WHAT YOU SHOULD DO: Please return the passage of the text about Ukhrid from "- Ukhrid Location" to "49 m (161 ft)", including both ends, copied word for word.

EXCERPT:
---

- Ukhrid Location in West Bengal, India Ukhrid Ukhrid (India)
- Coordinates: 23°10′14″N 87°43′18″E﻿ / ﻿23.170667°N 87.721742°E
- Country: India
- State: West Bengal
- District: Purba Bardhaman
- Elevation: 49 m (161 ft)

Population (2011)
- • Total: 6,896

Languages
- • Official: Bengali, English
- Time zone: UTC+5:30 (IST)
- PIN: 713142 (Ukhrid)
- Telephone/STD code: 03451
- Lok Sabha constituency: Bishnupur
- Vidhan Sabha constituency: Khandaghosh
- Website: purbabardhaman.gov.in

= Ukhrid =

Ukhrid, an alternative named Ukharid, is a village and a gram panchayat, located in Khandaghosh CD block in Bardhaman Sadar South subdivision of Purba Bardhaman district in the state of West Bengal, India.

==Geography==

===Urbanisation===
95.54% of the population of Bardhaman Sadar South subdivision live in the rural areas. Only 4.46% of the population live in the urban areas, and that is the lowest proportion of urban population amongst the four subdivisions in Purba Bardhaman district. The map alongside presents some of the notable locations in the subdivision. All places marked in the map are linked in the larger full screen map.

===Location===
Ukhrid is located at .

Ukhrid village is connected to other parts of the area through both railways and roadways. The nearest railway station is the Bowaichandi railway station, 3 km from the village and the nearest roadway is the Khandaghosh-Badulia Road, which is well connected to the State Highway 7 (West Bengal).

===Gram panchayat===
Ukhrid Gram Panchayat is bounded by Lodna and Berugram on the west, Kaiyar on the south, Sagrai and Sankari on the east and Shashanga on the north-east, in the district of Purba Bardhaman.
The villages under Ukhrid gram panchayat are Ukhrid, Kule, Mahavpur, Gayeshpur, Chagram, Enayetnagar, Krishnapur Kukuria, Saranga, Angram, Tarul, Nowhat and Khantikar.

---

DATASET EXTRACT:
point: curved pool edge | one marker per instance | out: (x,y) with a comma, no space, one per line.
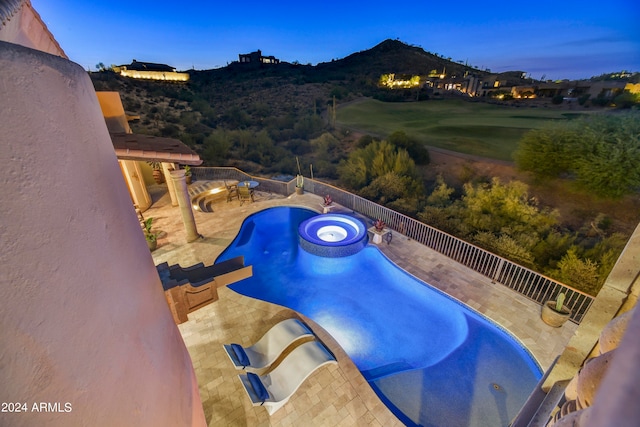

---

ANSWER TO THIS TASK:
- Ukhrid Location in West Bengal, India Ukhrid Ukhrid (India)
- Coordinates: 23°10′14″N 87°43′18″E﻿ / ﻿23.170667°N 87.721742°E
- Country: India
- State: West Bengal
- District: Purba Bardhaman
- Elevation: 49 m (161 ft)